Required work → Reproduce verbatim the lines below, from the line containing "people with a point in the photo above." through the final line of the entries, inclusive.

Input data →
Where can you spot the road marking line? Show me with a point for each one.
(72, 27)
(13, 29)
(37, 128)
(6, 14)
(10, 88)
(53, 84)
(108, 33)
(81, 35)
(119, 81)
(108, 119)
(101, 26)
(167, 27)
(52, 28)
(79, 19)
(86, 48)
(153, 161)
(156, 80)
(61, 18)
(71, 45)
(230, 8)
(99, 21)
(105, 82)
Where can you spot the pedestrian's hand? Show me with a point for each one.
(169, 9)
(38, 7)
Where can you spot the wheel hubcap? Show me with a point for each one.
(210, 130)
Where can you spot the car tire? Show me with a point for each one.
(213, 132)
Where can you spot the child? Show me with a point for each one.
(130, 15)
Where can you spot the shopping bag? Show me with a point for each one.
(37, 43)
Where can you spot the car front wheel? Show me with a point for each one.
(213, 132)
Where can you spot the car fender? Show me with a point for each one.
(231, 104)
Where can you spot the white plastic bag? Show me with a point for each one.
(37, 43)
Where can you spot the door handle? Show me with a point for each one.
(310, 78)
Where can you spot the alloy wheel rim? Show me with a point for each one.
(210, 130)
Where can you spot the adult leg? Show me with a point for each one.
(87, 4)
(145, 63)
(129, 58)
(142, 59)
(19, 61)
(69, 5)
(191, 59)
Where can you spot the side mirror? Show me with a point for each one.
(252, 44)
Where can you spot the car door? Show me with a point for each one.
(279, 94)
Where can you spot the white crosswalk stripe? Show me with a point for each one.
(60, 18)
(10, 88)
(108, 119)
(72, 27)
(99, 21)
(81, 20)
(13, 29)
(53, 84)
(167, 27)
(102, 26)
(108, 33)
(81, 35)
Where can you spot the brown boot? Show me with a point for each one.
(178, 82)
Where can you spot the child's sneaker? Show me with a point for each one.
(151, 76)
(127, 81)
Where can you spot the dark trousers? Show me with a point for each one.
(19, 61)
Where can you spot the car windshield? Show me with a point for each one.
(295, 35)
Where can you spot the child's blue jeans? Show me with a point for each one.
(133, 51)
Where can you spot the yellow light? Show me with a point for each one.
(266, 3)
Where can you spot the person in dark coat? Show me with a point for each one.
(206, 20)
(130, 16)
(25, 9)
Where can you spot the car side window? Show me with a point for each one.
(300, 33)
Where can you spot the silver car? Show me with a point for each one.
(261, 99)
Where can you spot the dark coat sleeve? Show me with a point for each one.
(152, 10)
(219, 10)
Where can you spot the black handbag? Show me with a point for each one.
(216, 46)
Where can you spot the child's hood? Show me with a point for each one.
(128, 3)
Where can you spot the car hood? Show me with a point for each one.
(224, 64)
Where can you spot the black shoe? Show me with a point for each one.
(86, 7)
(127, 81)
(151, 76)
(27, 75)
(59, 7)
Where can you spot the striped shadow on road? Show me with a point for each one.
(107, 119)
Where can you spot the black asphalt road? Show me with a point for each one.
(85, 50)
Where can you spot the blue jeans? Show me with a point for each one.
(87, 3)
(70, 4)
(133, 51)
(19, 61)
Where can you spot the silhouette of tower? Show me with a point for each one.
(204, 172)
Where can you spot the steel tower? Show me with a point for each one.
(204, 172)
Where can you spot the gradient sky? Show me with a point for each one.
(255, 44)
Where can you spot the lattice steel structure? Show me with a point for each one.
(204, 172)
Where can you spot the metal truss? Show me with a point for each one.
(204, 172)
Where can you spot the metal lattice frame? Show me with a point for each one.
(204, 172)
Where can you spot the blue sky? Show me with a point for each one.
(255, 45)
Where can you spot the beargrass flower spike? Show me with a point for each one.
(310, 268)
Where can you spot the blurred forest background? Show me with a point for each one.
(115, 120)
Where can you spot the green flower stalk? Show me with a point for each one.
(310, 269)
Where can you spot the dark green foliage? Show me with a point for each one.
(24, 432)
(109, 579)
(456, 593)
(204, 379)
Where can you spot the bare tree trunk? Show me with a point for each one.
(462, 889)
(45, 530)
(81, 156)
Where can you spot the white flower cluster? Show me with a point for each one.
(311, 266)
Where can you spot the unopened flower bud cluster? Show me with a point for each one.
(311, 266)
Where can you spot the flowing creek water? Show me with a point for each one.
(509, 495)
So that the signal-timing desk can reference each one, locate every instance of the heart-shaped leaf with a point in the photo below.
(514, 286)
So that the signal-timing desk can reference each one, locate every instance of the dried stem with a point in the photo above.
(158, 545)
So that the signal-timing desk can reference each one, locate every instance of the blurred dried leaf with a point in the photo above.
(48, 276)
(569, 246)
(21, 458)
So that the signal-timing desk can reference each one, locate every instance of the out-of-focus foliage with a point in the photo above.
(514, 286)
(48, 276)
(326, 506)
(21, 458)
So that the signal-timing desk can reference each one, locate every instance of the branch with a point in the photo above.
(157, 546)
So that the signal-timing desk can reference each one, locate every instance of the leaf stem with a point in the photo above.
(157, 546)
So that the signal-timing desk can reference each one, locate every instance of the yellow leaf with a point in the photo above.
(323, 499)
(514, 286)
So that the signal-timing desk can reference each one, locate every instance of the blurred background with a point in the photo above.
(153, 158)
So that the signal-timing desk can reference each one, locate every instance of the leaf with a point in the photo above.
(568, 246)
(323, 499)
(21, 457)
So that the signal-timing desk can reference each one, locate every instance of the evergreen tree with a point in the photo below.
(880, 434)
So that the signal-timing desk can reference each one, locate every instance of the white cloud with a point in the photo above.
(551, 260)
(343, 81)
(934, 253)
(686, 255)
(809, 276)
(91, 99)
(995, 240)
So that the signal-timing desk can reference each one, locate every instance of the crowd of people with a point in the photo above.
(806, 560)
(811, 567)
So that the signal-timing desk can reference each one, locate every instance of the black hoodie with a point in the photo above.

Result below →
So that the signal-timing desk can reference each one, locate every instance of the crowd of people with a point in the photo above.
(806, 560)
(811, 567)
So that the signal-timing desk can reference each one, locate every instance of the black hoodie with a point in the photo above.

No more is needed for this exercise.